TASK INSTRUCTIONS.
Reproduce the data below line by line, without altering a single character.

DATASET RECORDS.
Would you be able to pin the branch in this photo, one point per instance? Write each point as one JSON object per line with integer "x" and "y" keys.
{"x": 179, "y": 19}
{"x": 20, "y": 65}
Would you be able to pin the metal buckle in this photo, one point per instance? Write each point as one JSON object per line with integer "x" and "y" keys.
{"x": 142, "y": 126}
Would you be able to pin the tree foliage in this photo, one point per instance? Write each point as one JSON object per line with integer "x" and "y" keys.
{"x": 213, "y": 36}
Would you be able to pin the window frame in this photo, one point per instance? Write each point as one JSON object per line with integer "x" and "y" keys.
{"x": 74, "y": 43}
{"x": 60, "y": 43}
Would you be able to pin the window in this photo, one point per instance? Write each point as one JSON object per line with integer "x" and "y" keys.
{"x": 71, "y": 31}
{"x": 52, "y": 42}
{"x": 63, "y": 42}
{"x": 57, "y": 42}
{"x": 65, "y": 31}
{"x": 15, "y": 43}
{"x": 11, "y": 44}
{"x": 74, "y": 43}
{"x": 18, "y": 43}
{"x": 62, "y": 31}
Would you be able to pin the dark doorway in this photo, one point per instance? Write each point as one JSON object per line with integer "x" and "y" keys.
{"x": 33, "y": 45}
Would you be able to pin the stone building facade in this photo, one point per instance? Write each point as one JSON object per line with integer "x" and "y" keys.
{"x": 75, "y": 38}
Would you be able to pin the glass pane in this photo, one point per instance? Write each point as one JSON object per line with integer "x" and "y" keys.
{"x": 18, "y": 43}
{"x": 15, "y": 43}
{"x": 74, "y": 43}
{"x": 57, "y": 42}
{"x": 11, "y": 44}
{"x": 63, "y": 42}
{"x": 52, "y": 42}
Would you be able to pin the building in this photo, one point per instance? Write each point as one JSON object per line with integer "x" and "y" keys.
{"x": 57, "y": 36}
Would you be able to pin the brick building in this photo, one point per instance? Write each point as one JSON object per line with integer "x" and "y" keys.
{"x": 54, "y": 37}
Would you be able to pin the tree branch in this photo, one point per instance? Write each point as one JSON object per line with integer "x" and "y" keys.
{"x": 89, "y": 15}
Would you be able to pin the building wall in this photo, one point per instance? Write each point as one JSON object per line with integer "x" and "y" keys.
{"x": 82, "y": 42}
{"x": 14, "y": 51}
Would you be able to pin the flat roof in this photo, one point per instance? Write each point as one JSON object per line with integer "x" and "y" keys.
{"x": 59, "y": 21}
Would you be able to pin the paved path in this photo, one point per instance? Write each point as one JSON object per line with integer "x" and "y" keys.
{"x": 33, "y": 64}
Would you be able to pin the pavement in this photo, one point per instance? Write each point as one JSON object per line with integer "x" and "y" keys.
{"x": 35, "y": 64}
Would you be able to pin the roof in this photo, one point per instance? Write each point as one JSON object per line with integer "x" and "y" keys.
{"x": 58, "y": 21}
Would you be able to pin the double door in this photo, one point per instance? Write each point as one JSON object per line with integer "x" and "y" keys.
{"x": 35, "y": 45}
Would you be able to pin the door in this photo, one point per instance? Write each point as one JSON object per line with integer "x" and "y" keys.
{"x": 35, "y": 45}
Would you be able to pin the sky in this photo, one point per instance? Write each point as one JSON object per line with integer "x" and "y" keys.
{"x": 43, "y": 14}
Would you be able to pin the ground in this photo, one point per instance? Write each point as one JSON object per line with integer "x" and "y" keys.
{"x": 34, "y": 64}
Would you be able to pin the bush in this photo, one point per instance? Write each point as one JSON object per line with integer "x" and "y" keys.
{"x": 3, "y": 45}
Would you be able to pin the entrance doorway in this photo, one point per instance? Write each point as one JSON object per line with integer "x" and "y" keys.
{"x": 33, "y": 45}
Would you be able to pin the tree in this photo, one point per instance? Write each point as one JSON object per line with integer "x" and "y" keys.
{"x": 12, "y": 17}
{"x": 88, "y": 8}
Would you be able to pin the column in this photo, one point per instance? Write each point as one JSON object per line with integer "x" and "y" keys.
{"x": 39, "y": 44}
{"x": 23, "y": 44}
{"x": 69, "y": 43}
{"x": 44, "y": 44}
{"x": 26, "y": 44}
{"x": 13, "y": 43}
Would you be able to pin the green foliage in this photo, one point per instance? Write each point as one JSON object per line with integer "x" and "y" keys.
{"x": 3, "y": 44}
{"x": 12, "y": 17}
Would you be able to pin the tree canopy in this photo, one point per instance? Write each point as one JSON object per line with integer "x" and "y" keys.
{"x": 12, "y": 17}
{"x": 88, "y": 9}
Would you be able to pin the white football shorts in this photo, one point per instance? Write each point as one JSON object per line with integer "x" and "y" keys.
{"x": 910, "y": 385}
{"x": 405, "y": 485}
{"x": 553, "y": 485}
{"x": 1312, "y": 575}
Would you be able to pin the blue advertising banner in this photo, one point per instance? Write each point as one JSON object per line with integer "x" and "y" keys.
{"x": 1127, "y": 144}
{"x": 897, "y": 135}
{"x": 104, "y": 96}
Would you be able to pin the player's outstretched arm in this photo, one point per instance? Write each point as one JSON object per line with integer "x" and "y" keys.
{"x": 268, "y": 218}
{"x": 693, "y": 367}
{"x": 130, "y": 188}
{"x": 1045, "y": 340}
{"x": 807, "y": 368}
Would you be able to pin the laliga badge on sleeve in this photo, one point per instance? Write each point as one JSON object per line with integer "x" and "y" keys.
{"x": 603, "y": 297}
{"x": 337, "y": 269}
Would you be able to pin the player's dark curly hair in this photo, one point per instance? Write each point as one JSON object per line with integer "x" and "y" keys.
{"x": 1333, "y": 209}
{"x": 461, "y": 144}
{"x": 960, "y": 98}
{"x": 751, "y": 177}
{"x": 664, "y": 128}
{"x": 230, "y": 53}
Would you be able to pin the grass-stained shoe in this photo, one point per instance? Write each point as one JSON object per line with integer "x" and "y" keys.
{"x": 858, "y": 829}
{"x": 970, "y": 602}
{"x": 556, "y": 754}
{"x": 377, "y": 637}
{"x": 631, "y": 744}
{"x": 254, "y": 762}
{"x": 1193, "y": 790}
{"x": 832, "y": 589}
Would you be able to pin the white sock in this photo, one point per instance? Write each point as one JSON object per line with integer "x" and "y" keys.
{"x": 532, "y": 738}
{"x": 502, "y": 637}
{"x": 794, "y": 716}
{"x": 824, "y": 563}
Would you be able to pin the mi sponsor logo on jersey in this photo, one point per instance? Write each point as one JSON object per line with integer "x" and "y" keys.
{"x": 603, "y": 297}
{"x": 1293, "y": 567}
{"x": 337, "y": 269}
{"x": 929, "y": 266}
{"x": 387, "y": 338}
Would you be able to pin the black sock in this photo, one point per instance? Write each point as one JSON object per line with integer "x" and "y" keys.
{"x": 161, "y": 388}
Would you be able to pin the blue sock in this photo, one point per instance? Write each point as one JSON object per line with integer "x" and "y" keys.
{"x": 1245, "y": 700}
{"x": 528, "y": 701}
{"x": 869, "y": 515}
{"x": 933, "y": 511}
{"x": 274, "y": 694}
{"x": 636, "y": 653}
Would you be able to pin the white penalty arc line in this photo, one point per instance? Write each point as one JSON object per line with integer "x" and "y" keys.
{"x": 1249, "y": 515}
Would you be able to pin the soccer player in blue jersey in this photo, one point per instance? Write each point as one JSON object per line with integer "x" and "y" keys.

FULL OUTPUT.
Would you be able to pin the branch in this photo, one point per instance? Write each point as one JSON object per line with integer "x" and "y" keys.
{"x": 179, "y": 19}
{"x": 20, "y": 65}
Would you be able to pin the metal buckle in this photo, one point per instance? Write each point as one JSON object per line with integer "x" and "y" keys.
{"x": 142, "y": 126}
Would you be able to pin the tree foliage in this photo, one point per instance? Write each point as one JSON object per line with integer "x" and "y" keys.
{"x": 213, "y": 36}
Would you be able to pin the window frame in this photo, one point per instance? Write each point as one JSON object per line with integer "x" and "y" keys.
{"x": 74, "y": 43}
{"x": 60, "y": 43}
Would you be able to pin the window in this photo, one point per instance? Write each point as one JSON object per line with integer "x" and "y" keys.
{"x": 71, "y": 31}
{"x": 52, "y": 42}
{"x": 63, "y": 42}
{"x": 57, "y": 42}
{"x": 65, "y": 31}
{"x": 15, "y": 43}
{"x": 11, "y": 44}
{"x": 74, "y": 43}
{"x": 18, "y": 43}
{"x": 62, "y": 31}
Would you be able to pin the dark doorway in this photo, one point per instance? Write each point as one JSON object per line with integer "x" and "y" keys.
{"x": 33, "y": 45}
Would you be able to pin the stone building facade in this photo, one point per instance? Write each point as one JSON object per line with integer "x" and "y" keys.
{"x": 75, "y": 38}
Would you be able to pin the glass pane in this photo, one point per instance? Write each point as one JSON object per line with integer "x" and "y" keys.
{"x": 18, "y": 43}
{"x": 15, "y": 43}
{"x": 74, "y": 43}
{"x": 57, "y": 42}
{"x": 11, "y": 44}
{"x": 63, "y": 42}
{"x": 52, "y": 42}
Would you be able to pin the building in this photo, one point per instance? Write each point as one JSON object per line with integer "x" and "y" keys.
{"x": 57, "y": 36}
Would you be able to pin the brick building in this photo, one point per instance? Write each point as one JSON object per line with integer "x" and "y" keys.
{"x": 54, "y": 37}
Would you be able to pin the tree branch in this photo, one point per instance? Write each point as one JSON object per line with integer "x" and "y" keys.
{"x": 89, "y": 15}
Would you be able to pin the building wall in this photo, one point per instance? Write each point as one JSON object per line with integer "x" and "y" keys.
{"x": 82, "y": 42}
{"x": 14, "y": 51}
Would you be able to pin the flat roof in this photo, one point per instance? Write each point as one JSON object per line with integer "x" and "y" keys.
{"x": 59, "y": 21}
Would you be able to pin the paved path in this photo, one point per instance? Write each point as one JSON object per line with integer "x" and "y" keys.
{"x": 33, "y": 64}
Would you be able to pin the pavement in this photo, one point per instance? Write each point as one JSON object per line with integer "x" and "y" keys.
{"x": 35, "y": 64}
Would you be able to pin the roof in this photo, one point per instance? Write each point as one JSON object per line with integer "x" and "y" keys.
{"x": 58, "y": 21}
Would you be able to pin the double door in this photo, one point per instance? Write each point as one JSON object per line with integer "x" and "y" keys.
{"x": 35, "y": 45}
Would you be able to pin the door in this photo, one point per instance? Write each point as one JSON object per line with integer "x" and "y" keys.
{"x": 35, "y": 45}
Would you be able to pin the sky in this photo, one point per instance? Write each point as one JSON object per line with integer "x" and "y" keys.
{"x": 43, "y": 14}
Would you be able to pin the ground in this photo, one point per instance? Write each point as one JSON object per line with integer "x" and "y" keys.
{"x": 34, "y": 64}
Would you be able to pin the bush in this photo, one point per instance? Write each point as one JSON object per line with integer "x" and "y" keys.
{"x": 3, "y": 45}
Would you be able to pin the entrance doorway in this photo, one point per instance? Write each point as one JSON object per line with integer "x" and "y" keys.
{"x": 33, "y": 45}
Would you be able to pin the tree in this photo, one point per instance? Write each point as one JSON object per line with integer "x" and "y" keys.
{"x": 12, "y": 17}
{"x": 88, "y": 8}
Would you be able to pin the column in this photo, one point per instance? Write each point as one JSON object per line with integer "x" and "y" keys.
{"x": 39, "y": 44}
{"x": 23, "y": 44}
{"x": 69, "y": 43}
{"x": 44, "y": 44}
{"x": 26, "y": 44}
{"x": 13, "y": 43}
Would you be able to pin the green foliage in this photo, one point per instance? Write each point as one JSON object per line with integer "x" and "y" keys.
{"x": 3, "y": 44}
{"x": 12, "y": 17}
Would you be able to pin the tree canopy in this photo, one point per instance? Write each point as one JSON object per line with integer "x" and "y" keys.
{"x": 12, "y": 17}
{"x": 88, "y": 9}
Would you be able to pin the white football shorts in this photo, one point per instance? Write each point as one JSON object per line with integer "x" and "y" keys.
{"x": 910, "y": 385}
{"x": 405, "y": 485}
{"x": 553, "y": 485}
{"x": 1312, "y": 575}
Would you be able to pin the blue advertising banner in this photo, one point per instance? Write each point as one JSON object per line with integer "x" and "y" keys.
{"x": 1127, "y": 144}
{"x": 897, "y": 135}
{"x": 104, "y": 96}
Would you be able to pin the player's outstretched arm in this photo, one point per instance? Write each point as one JSON object per line with integer "x" and "y" keys.
{"x": 268, "y": 218}
{"x": 693, "y": 367}
{"x": 130, "y": 188}
{"x": 1045, "y": 340}
{"x": 807, "y": 368}
Would you be able to pin the laliga badge on sleeve in this photo, one point per instance? Write each point as one JSON object per line with integer "x" and "y" keys.
{"x": 603, "y": 297}
{"x": 337, "y": 269}
Would you be able to pin the player's dark curly hair in this photo, one point per instance? Write each point as one JSON object per line with integer "x" and "y" keys.
{"x": 1333, "y": 209}
{"x": 461, "y": 144}
{"x": 960, "y": 98}
{"x": 751, "y": 177}
{"x": 664, "y": 128}
{"x": 230, "y": 53}
Would you be able to pin the grass-stained shoe in this photo, one point per instance? Write each point as one JSON object per line with integer "x" and "y" keys.
{"x": 858, "y": 829}
{"x": 970, "y": 602}
{"x": 556, "y": 754}
{"x": 377, "y": 637}
{"x": 631, "y": 744}
{"x": 254, "y": 762}
{"x": 1193, "y": 790}
{"x": 832, "y": 589}
Would you be able to pin the white sock in this photo, one point per instance? Write each point as one JSON object per line with integer "x" and "y" keys.
{"x": 532, "y": 738}
{"x": 502, "y": 637}
{"x": 794, "y": 716}
{"x": 824, "y": 563}
Would you be able to pin the mi sponsor logo on jersey in this photo, one point per instance? Write each point as one JSON object per line with integer "x" and "y" keys.
{"x": 603, "y": 297}
{"x": 1293, "y": 567}
{"x": 337, "y": 269}
{"x": 929, "y": 266}
{"x": 387, "y": 338}
Would you be able to pin the black sock in this photo, one point per instance? Write each point as one JSON object per line with integer "x" and "y" keys.
{"x": 161, "y": 388}
Would you be able to pin the blue sock in this photo, one point per instance? Write each point as one JSON object per line with integer "x" and "y" keys.
{"x": 1245, "y": 700}
{"x": 528, "y": 701}
{"x": 869, "y": 515}
{"x": 933, "y": 511}
{"x": 274, "y": 694}
{"x": 636, "y": 653}
Would you be able to pin the white penalty arc line in this photo, one point per instance? Write each point as one JSON object per line with integer "x" and "y" keys.
{"x": 1249, "y": 515}
Would you be able to pin the soccer player in blue jersey in this photo, one point per instance? Write each point as one JSON object per line with integer "x" and "y" keys.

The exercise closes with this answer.